[RECORDED INFORMATION]

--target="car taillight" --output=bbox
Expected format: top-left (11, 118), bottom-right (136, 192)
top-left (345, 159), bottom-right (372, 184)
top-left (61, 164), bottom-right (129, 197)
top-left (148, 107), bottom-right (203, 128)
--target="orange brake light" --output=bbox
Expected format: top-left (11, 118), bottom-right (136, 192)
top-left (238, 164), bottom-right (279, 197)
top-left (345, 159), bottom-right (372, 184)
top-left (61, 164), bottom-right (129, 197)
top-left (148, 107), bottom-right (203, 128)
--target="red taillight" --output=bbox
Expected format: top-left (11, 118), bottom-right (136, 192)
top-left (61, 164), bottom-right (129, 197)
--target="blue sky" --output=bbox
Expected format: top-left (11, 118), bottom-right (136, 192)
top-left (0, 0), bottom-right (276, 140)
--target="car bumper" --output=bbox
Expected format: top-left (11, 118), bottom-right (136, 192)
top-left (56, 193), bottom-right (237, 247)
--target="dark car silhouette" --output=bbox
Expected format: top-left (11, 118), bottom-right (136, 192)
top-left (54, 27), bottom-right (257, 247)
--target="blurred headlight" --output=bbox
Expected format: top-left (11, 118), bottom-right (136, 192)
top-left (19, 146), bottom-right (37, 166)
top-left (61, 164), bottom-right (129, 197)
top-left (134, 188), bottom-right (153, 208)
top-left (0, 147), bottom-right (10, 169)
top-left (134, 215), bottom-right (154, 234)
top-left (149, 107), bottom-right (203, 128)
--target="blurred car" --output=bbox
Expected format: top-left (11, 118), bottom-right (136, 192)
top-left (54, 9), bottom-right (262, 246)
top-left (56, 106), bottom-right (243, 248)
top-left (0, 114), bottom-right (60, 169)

[/RECORDED INFORMATION]

Only lines that contain the string "taillight" count; pick each one out of the records and copy it.

--target="car taillight" --output=bbox
--target="red taillight" --output=bbox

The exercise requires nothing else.